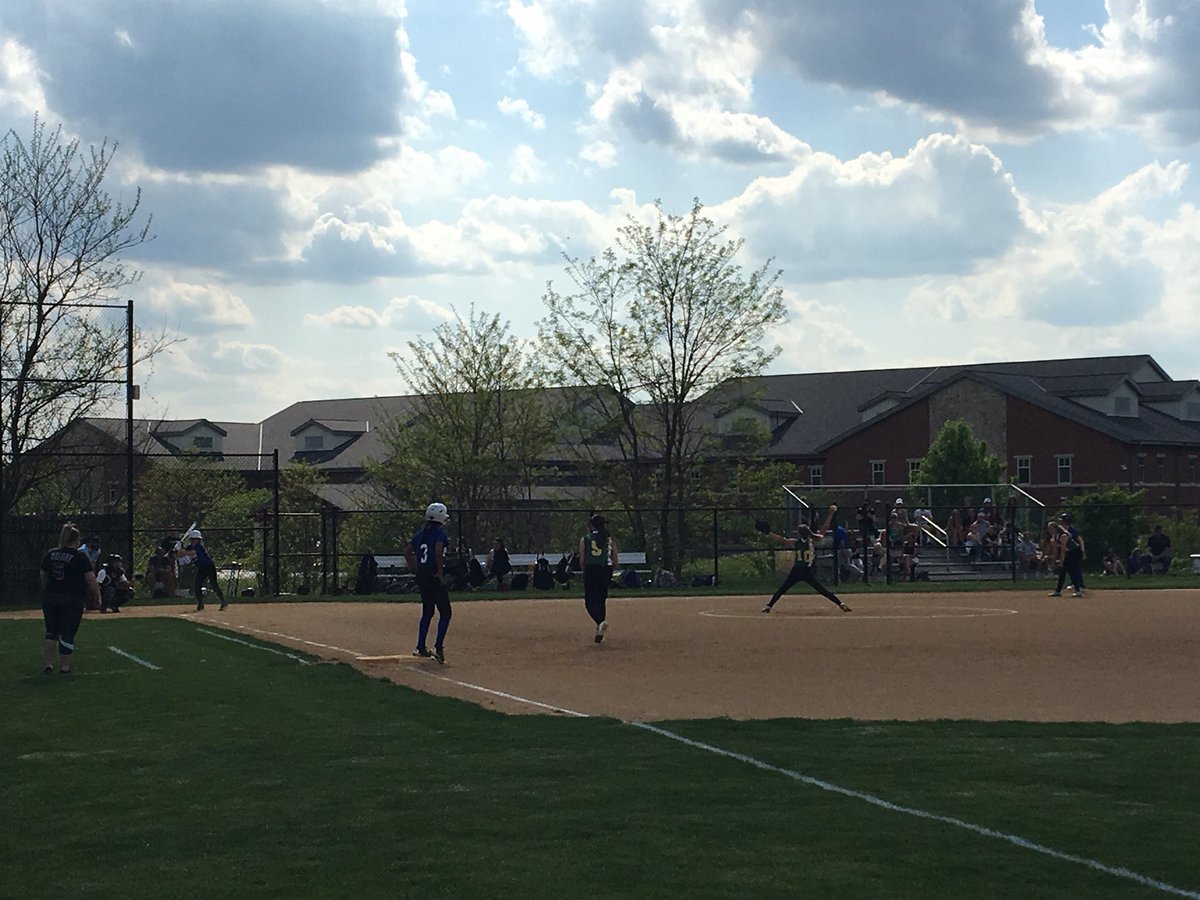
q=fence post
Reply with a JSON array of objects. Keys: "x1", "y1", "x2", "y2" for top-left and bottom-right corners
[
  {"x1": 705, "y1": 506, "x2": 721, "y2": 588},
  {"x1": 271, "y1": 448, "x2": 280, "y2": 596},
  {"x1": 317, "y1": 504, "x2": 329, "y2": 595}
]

****************

> [REQUIRED WORK] Please write out the whole listing above line for line, changing nothing, and leave the pictures out.

> [FINAL ANSWER]
q=fence post
Reply with a JSON array of objects. Keys: "x1", "y1", "x2", "y2" for top-left and bottom-right corners
[
  {"x1": 705, "y1": 506, "x2": 721, "y2": 588},
  {"x1": 271, "y1": 448, "x2": 280, "y2": 596},
  {"x1": 317, "y1": 504, "x2": 329, "y2": 595}
]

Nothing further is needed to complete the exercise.